## Consigne 1:
Relevez tous les facteurs de risque du burn-out que cite le texte sur le burn-out.
## Consigne 2:
Recopiez le passage du texte sur le burn-out allant de « Alors que cette » jusqu'à « complémentaire, hors tableau. », en substituant « réaliste » à « pragmatique ».

## Texte source:
________
Une proposition de loi pragmatique sur le burn-out
Par Régis Juanico, député PS Nouvelle Gauche de la Loire
et Boris Vallaud, député PS Nouvelle Gauche des Landes
8 février 2018
Le groupe Nouvelle Gauche propose un nouveau texte législatif pour que le syndrome d’épuisement professionnel soit reconnu plus vite et mieux pris en charge.
De Galien, médecin grec, témoin de l’effroyable mortalité des travailleurs des mines de cuivre de Chypre, à nos jours, la santé au travail a deux mille ans d’histoire, un chemin pavé de luttes, bien sûr, de négociations, de compromis, de grandes lois de la République, mais aussi de progrès économiques et sociaux.
Selon une étude du cabinet Technologia, réalisée en 2014, trois millions d’actifs seraient en risque élevé d’épuisement professionnel, autrement dit de « burn-out ».
Le syndrome d’épuisement professionnel touche les personnels de santé mais aussi les forces de sécurité : les mobilisations récentes dans la police nationale, les prisons, les Ehpad ou les hôpitaux publics en sont la démonstration. Il touche indistinctement les ouvriers, les cadres, les agriculteurs, les médecins, les enseignants, les dirigeants de PME, les artisans, les employés.
Les facteurs de risque du burn-out sont connus et identifiés dans de nombreux rapports : certains modes de management et d’organisation du travail, la pression, la mise en concurrence des salariés, l’isolement, la surcharge de travail, le manque de reconnaissance professionnelle…
Le refus des organisations patronales de faire face à cette réalité,et celui de la majorité de La République en marche (LREM) de laisser prospérer le débat sur la proposition de loi des députés de La France insoumise sur ce sujet, décrivent le front du refus, le choix de l’épuisement des femmes et des hommes au nom d’une vision éculée du développement économique et de l’entreprise.
Alors que cette proposition de loi prévoyait l’inscription dans la loi d’un nouveau tableau de maladies professionnelles, très difficile à faire aboutir dans l’immédiat car nécessitant un accord entre partenaires sociaux, le groupe Nouvelle Gauche propose un chemin pragmatique, consistant à modifier la procédure de reconnaissance complémentaire, hors tableau.
________
(Données de pointage de zones)
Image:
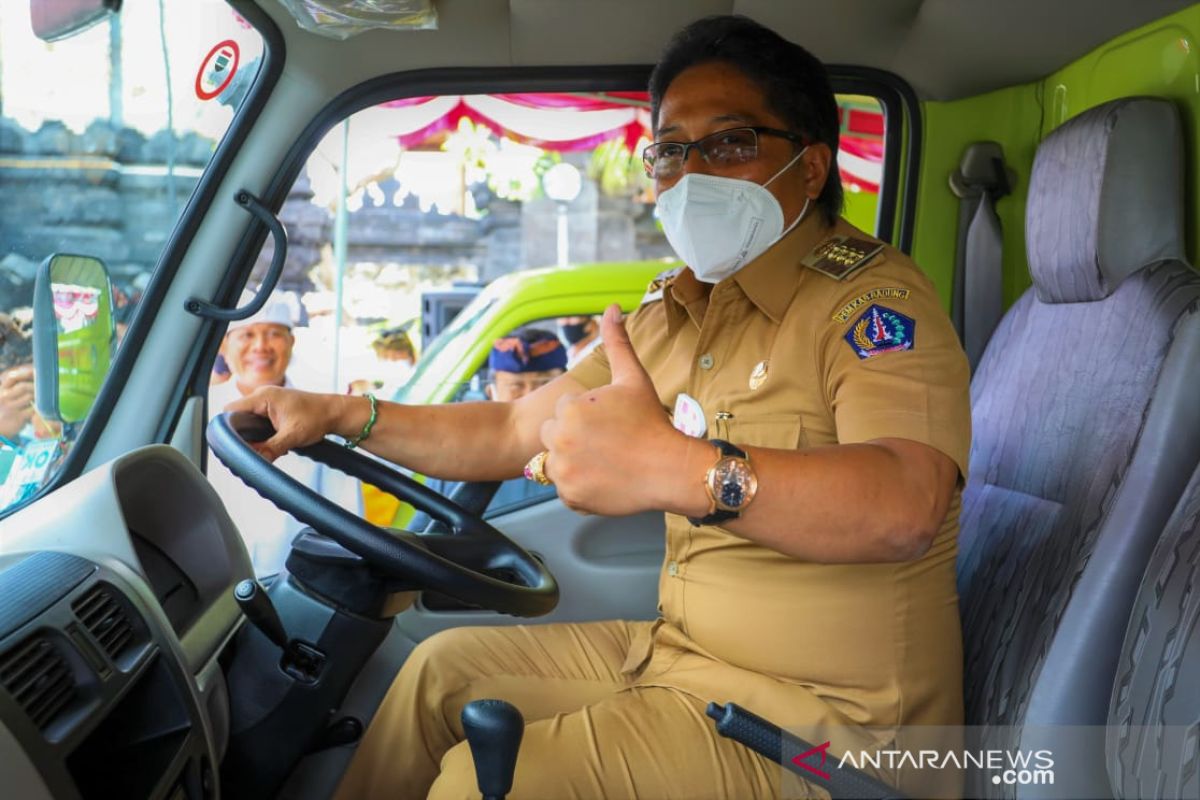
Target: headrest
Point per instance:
(1105, 199)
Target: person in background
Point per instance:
(220, 371)
(397, 359)
(257, 353)
(16, 379)
(522, 364)
(517, 365)
(581, 334)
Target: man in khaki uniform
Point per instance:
(809, 578)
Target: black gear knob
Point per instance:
(493, 729)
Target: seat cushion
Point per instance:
(1059, 405)
(1153, 737)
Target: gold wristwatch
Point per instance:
(731, 485)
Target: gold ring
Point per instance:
(535, 470)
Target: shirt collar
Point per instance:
(769, 281)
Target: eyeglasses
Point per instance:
(721, 149)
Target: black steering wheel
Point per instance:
(451, 564)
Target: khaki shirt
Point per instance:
(805, 643)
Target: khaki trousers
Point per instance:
(589, 731)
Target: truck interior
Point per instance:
(1039, 163)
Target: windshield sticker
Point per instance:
(217, 70)
(28, 470)
(881, 330)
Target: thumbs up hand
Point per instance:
(612, 450)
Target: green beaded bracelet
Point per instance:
(366, 428)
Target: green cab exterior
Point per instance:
(514, 300)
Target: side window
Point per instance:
(418, 209)
(103, 137)
(861, 157)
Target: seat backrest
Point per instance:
(1153, 735)
(1085, 428)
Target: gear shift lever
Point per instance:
(493, 729)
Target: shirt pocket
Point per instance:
(778, 431)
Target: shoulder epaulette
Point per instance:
(839, 257)
(660, 282)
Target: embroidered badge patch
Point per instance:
(881, 330)
(847, 311)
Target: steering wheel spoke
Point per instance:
(463, 564)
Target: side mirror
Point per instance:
(73, 335)
(54, 19)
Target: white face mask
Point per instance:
(719, 224)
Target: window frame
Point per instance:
(895, 191)
(169, 260)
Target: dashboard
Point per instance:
(115, 606)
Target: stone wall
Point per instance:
(117, 194)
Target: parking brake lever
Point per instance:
(261, 612)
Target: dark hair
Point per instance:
(793, 80)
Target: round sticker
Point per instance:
(217, 70)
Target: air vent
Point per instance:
(105, 619)
(39, 679)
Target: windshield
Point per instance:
(103, 137)
(447, 350)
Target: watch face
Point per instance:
(733, 483)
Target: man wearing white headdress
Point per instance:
(258, 350)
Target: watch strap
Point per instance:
(720, 515)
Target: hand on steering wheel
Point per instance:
(451, 564)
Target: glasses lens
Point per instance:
(732, 146)
(663, 160)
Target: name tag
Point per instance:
(689, 416)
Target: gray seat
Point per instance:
(1153, 737)
(1086, 426)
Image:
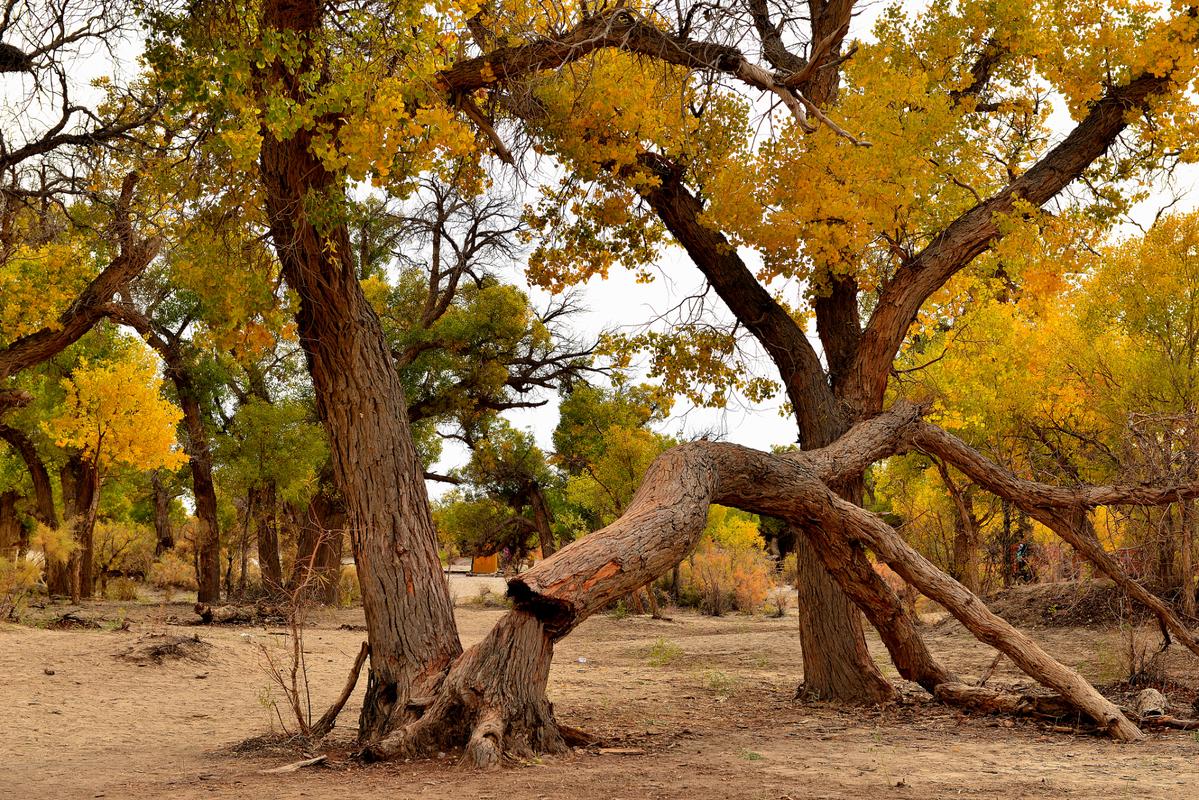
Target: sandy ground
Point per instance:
(716, 720)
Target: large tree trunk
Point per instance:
(493, 698)
(266, 533)
(318, 563)
(409, 614)
(208, 535)
(837, 665)
(965, 531)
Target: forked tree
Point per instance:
(307, 112)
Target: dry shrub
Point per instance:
(717, 579)
(18, 579)
(55, 543)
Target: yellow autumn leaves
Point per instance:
(114, 413)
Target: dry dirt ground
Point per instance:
(703, 707)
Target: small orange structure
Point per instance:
(486, 564)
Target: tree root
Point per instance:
(492, 703)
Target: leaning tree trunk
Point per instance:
(493, 698)
(837, 665)
(409, 613)
(318, 563)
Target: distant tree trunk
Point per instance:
(965, 531)
(208, 535)
(266, 531)
(543, 521)
(360, 398)
(10, 523)
(1186, 557)
(196, 445)
(80, 501)
(164, 537)
(243, 545)
(43, 497)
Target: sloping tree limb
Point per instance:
(974, 232)
(672, 503)
(1061, 509)
(622, 29)
(493, 697)
(89, 307)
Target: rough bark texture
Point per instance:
(319, 546)
(266, 534)
(661, 521)
(361, 402)
(196, 445)
(492, 702)
(1062, 510)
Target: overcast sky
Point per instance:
(618, 302)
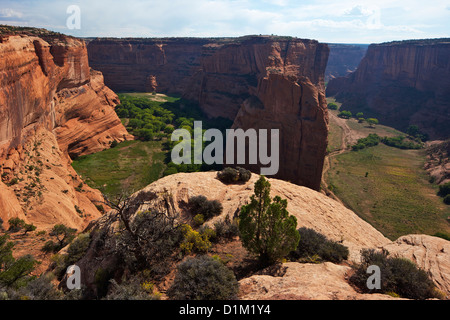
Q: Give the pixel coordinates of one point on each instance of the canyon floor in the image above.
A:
(386, 186)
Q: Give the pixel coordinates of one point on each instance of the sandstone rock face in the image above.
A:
(431, 254)
(305, 281)
(52, 105)
(292, 280)
(401, 83)
(312, 209)
(258, 82)
(344, 58)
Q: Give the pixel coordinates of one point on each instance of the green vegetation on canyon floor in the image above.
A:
(132, 165)
(385, 185)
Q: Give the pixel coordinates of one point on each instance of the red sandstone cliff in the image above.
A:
(284, 76)
(52, 105)
(401, 83)
(344, 58)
________
## Réponse attendue 1:
- certains modes de management et d'organisation du travail
- la pression
- la mise en concurrence des salariés
- l'isolement
- la surcharge de travail
- le manque de reconnaissance professionnelle

## Réponse attendue 2:
Alors que cette proposition de loi prévoyait l’inscription dans la loi d’un nouveau tableau de maladies professionnelles, très difficile à faire aboutir dans l’immédiat car nécessitant un accord entre partenaires sociaux, le groupe Nouvelle Gauche propose un chemin réaliste, consistant à modifier la procédure de reconnaissance complémentaire, hors tableau.